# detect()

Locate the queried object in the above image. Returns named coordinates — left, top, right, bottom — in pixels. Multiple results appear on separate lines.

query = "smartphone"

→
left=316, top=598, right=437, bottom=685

----------------

* _Do this_:
Reproduce every one of the rows above word for word, with no changes.

* _Finished answer_:
# detect()

Locate the queried object in the above image. Returns named coordinates — left, top, right, bottom — in pixels. Multiple results appear on separate lines.

query = "smartphone"

→
left=316, top=598, right=437, bottom=685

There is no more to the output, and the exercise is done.